---------- 本文抜粋
AI犯罪予測システムの脅威(1) 米フロリダ、英警察、京都府警や神奈川県警も興味を示す

2018年12月15日 10:01

 2010年4月、アメリカ・フロリダ州で「犯罪予測システム」導入を決めたとの報道があり、アメリカの悩める姿が印象に残った。2018年12月、今度はイギリス警察がテスト運用をしているという。AIを使ったこれらのシステムにより「犯罪の可能性が高い」とされた人物は、「特別教育」を受けたり、監視されたりするのだろうか?いや、それしかシステムの運用効果を上げる手立てはあるまい。
--------------------
● 担当課題 1
犯罪予測システムの記事で「2010年4月、アメリカ・フロリダ州で」から始まる段落を、主な事実を残して箇条書きにまとめてください。
● 担当課題 2
犯罪予測システムの記事について、次の問いに答えること。
(a) 記事の日付と時刻はいつか。
(b) フロリダ州での導入決定が報じられたのは何年何月か。
(c) 見出しで興味を示すとされている日本の警察はどこか。
● 担当課題 3
犯罪予測システムの記事の続きを、最後の文の後から書き足すこと。
この後の記録は、本文とは別の出典から取ったものです。
---------- 提供情報
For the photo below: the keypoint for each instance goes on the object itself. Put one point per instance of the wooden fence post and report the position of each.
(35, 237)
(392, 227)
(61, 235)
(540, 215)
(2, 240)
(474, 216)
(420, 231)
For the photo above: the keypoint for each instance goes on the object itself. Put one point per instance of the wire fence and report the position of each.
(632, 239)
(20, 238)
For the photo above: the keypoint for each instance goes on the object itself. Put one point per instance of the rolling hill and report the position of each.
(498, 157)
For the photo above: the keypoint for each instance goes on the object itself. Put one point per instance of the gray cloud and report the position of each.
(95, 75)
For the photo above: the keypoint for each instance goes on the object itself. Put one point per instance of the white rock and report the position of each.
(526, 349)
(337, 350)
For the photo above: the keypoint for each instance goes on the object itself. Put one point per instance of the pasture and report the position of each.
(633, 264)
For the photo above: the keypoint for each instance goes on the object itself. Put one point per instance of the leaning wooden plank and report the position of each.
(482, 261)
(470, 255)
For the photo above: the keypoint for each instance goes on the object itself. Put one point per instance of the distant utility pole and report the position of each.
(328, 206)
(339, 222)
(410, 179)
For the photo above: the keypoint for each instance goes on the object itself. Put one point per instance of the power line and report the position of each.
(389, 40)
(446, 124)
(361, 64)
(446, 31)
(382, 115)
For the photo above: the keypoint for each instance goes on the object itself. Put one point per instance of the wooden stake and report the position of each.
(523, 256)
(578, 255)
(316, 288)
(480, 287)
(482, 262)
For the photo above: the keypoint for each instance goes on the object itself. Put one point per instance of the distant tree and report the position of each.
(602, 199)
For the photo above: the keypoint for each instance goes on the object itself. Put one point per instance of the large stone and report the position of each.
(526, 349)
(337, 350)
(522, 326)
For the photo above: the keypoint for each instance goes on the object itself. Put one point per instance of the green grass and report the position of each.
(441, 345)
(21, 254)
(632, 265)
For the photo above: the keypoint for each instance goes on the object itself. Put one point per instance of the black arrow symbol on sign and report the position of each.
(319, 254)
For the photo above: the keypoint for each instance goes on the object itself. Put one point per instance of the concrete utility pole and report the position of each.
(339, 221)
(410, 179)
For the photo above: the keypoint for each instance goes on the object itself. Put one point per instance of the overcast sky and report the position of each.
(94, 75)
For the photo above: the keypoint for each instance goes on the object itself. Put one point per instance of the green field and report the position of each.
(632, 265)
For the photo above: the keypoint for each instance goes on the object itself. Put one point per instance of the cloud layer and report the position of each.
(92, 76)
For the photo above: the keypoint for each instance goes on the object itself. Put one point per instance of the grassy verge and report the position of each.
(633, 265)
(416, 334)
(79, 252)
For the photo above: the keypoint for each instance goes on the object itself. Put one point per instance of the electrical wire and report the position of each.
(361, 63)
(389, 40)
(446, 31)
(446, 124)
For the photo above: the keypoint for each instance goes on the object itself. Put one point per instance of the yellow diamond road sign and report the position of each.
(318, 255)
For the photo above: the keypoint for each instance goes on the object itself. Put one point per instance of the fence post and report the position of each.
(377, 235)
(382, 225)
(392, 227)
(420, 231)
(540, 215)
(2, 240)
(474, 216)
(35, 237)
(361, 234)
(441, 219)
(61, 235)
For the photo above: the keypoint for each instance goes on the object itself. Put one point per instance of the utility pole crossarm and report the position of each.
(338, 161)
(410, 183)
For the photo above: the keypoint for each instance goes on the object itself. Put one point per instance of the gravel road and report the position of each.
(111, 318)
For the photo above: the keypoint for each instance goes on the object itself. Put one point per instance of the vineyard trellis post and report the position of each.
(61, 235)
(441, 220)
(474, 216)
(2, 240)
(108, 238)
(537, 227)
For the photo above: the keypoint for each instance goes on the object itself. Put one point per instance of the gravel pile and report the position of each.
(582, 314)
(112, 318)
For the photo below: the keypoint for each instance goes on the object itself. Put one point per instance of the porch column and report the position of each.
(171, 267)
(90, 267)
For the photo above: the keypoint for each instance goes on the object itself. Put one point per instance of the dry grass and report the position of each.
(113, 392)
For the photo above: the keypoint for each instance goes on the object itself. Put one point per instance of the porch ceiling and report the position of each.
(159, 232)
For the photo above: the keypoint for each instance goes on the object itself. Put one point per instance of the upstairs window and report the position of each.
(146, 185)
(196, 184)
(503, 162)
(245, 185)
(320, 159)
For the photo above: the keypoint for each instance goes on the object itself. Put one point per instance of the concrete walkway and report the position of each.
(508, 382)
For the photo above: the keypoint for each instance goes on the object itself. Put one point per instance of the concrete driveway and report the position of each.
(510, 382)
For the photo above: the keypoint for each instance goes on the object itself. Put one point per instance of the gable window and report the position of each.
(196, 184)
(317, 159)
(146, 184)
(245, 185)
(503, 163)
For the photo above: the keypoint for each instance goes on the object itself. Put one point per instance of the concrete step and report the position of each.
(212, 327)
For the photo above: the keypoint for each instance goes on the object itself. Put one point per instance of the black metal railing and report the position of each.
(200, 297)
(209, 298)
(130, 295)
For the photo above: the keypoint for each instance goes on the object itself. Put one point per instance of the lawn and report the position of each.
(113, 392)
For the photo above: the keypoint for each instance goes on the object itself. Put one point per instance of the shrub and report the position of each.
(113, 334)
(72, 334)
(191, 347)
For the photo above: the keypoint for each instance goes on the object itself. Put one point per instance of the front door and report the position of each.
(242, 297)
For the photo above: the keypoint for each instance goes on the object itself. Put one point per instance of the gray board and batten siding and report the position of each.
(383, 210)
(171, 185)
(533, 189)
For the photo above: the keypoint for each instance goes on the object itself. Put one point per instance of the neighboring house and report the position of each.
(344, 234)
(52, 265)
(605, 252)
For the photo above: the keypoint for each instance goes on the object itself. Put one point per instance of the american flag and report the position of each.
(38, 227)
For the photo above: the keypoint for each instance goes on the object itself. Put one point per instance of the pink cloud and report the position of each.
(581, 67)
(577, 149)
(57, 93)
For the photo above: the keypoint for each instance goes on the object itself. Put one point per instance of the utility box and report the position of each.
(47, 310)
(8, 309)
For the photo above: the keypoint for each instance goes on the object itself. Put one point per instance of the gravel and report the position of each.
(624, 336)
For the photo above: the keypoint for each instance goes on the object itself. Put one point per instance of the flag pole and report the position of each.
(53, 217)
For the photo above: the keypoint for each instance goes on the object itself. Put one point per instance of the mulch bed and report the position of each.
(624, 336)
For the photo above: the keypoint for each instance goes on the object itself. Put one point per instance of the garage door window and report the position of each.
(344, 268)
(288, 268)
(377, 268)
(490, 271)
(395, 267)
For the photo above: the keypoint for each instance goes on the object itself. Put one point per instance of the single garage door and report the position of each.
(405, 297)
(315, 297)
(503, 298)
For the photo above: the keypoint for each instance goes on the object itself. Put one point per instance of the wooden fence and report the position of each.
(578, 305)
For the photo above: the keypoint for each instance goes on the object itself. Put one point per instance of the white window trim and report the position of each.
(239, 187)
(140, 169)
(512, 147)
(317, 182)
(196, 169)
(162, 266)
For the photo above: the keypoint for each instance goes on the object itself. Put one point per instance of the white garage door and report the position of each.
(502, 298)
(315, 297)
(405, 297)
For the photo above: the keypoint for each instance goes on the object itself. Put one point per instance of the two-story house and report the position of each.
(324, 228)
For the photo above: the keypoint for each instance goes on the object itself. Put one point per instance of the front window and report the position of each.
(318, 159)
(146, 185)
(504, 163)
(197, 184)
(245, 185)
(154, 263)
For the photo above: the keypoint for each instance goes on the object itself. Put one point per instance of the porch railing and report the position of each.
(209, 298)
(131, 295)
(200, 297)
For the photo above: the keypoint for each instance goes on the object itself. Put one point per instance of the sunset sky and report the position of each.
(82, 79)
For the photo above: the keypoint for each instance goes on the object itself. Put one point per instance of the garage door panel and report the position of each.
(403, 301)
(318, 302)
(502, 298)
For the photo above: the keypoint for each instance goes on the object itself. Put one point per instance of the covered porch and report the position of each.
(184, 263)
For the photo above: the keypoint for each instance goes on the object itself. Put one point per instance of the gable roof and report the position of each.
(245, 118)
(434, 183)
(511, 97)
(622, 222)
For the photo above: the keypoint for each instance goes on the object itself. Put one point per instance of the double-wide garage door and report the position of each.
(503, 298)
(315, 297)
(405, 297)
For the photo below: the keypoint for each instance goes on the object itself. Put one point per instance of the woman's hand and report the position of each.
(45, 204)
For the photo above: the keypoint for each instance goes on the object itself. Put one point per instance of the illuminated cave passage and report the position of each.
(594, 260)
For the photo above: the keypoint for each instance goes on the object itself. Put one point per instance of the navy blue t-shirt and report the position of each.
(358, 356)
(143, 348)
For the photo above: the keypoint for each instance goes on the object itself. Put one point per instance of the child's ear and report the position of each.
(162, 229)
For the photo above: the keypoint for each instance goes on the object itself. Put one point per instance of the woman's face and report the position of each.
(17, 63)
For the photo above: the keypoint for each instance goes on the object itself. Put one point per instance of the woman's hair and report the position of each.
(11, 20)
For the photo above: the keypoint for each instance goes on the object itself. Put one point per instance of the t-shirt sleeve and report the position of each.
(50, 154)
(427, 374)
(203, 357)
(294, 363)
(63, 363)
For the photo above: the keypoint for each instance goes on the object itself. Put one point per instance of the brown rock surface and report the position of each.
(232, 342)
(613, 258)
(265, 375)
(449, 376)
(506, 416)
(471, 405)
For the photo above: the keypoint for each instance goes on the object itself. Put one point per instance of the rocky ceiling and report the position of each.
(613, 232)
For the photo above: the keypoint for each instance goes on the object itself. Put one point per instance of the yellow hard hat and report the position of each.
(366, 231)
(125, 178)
--------------------
● 解答欄 1
- 2010年4月、米フロリダ州が「犯罪予測システム」の導入を決めたと報じられ、アメリカの悩める姿が印象に残った。
- 2018年12月には、イギリス警察がテスト運用をしているという。
- AIを使ったこれらのシステムで「犯罪の可能性が高い」とされた人物は、「特別教育」を受けたり監視されたりするのかという疑問が示されている。
- 筆者は、それ以外にシステムの運用効果を上げる手立てはないだろうと見ている。

● 解答欄 2
(a) 2018年12月15日 10:01
(b) 2010年4月
(c) 京都府警と神奈川県警

● 解答欄 3
【こちらも】イギリス警察、AIで犯罪犯す可能性のある人に「危険スコア」 テスト運用

 確かに、AIによる犯罪の可能性を予知する方法論はあり得ることだ。個人情報のデータを、犯罪者だけでなく一般市民のものも読み込み、犯罪に至る傾向を予測することは可能であろう。そのことにより未然に犯罪を防止できれば、多くの被害者を出さずに済む。加害者にとっても、罪を犯してしまうことで人生を無駄にすることもなく、平穏な人生を送るチャンスを広げることにもつながる。しかし問題は、「監視社会」と「冤罪」だ。ファーウェイの問題ともつながる危険な社会が感じられる。

■システムエンジニアの範囲で取り扱ってはいけない問題

 システム構築を行う技術者ならば、AIの性能をもってすれば、現在では「AI犯罪予測システム」が有効に機能するであろうことが考えられるだろう。しかし、それが技術者の判断できる範疇を超えていることを自覚するべきだ。現在の「ゲノム編集技術」、古くは「原子力技術」などの使用に関する、「人類のモラル」に関わる判断を含んでいることを考慮しなければなるまい。元々、AIは「民主主義の後退」も懸念される技術開発の側面を持つのだ。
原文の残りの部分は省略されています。